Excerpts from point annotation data
— BEGIN —

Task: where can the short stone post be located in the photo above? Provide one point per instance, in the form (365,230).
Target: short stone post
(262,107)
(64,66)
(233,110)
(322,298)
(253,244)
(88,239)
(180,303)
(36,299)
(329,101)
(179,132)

— END —

Set problem
Please express these lines as a JSON list of strings, one string per line, with any blank lines left out.

Exercise solution
[
  "Task: where can the short stone post be located in the photo above? Provide one point per instance, in the form (365,230).",
  "Target: short stone post",
  "(262,107)",
  "(64,66)",
  "(233,110)",
  "(322,298)",
  "(253,244)",
  "(88,239)",
  "(180,303)",
  "(36,299)",
  "(329,101)",
  "(179,132)"
]